Tarefa proposta ::
Transcreva sem nenhuma alteração tudo o que vai da linha que contém "task | identify every instance of the chrome" até o final dos registros, incluindo as duas pontas.

Dados fornecidos ::
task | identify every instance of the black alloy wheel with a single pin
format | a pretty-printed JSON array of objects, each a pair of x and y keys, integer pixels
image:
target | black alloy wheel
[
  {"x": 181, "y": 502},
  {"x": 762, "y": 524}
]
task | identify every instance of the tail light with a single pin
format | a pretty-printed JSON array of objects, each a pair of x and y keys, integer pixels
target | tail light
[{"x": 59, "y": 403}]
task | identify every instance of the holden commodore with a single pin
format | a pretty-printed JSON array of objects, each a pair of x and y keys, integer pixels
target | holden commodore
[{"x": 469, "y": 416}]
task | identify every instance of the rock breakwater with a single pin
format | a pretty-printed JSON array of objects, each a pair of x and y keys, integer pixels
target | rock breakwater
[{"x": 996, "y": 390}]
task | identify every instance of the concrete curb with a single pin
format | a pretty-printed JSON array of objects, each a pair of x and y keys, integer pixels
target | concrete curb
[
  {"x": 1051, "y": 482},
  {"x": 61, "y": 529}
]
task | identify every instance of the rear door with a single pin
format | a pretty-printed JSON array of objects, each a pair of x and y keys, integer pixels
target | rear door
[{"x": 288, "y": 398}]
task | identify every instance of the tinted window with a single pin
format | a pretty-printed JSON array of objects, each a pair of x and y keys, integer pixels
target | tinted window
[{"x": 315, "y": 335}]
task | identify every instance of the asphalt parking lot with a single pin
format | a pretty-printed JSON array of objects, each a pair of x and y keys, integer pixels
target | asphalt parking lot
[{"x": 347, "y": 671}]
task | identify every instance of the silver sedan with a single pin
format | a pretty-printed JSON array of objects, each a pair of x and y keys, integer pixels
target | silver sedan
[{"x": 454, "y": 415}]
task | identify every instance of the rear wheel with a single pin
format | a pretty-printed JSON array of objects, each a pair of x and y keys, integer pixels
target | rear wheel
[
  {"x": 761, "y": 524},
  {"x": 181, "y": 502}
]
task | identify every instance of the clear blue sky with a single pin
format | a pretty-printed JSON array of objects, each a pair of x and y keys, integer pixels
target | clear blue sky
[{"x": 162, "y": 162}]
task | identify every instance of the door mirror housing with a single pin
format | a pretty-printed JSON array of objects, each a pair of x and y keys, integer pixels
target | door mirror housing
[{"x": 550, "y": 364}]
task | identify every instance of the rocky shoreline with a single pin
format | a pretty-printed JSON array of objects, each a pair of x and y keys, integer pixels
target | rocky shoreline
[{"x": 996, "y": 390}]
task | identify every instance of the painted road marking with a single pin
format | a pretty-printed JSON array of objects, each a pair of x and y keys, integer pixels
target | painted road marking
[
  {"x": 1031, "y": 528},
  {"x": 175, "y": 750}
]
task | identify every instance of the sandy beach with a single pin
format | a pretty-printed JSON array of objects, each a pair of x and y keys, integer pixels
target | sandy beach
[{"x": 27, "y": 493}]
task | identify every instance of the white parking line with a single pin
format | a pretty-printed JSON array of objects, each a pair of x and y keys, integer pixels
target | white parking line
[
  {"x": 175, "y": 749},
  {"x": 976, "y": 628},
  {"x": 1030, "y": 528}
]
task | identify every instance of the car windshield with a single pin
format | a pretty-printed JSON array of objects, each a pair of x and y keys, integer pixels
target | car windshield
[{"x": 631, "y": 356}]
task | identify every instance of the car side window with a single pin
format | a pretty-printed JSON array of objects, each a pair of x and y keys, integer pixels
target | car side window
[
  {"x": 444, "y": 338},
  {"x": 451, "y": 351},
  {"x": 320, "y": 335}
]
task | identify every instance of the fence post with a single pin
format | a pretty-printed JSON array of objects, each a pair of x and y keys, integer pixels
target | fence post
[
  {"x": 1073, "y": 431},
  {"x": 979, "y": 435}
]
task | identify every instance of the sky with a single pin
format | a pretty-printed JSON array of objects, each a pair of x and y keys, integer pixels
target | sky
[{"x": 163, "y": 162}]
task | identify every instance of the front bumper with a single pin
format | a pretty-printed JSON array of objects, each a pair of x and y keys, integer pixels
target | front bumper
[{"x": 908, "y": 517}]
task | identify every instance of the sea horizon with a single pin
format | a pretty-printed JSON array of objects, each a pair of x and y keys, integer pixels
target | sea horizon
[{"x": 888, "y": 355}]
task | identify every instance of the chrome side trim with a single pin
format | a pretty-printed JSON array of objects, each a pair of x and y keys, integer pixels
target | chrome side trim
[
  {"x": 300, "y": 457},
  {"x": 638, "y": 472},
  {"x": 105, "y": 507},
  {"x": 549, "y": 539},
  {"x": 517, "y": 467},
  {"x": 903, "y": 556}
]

Resultado do exercício ::
task | identify every instance of the chrome side trim with a single pin
format | a pretty-printed JSON array of objects, each a pair of x and y keys, integer pixels
target | chrome side trim
[
  {"x": 300, "y": 457},
  {"x": 638, "y": 472},
  {"x": 105, "y": 507},
  {"x": 549, "y": 539},
  {"x": 517, "y": 467},
  {"x": 903, "y": 556}
]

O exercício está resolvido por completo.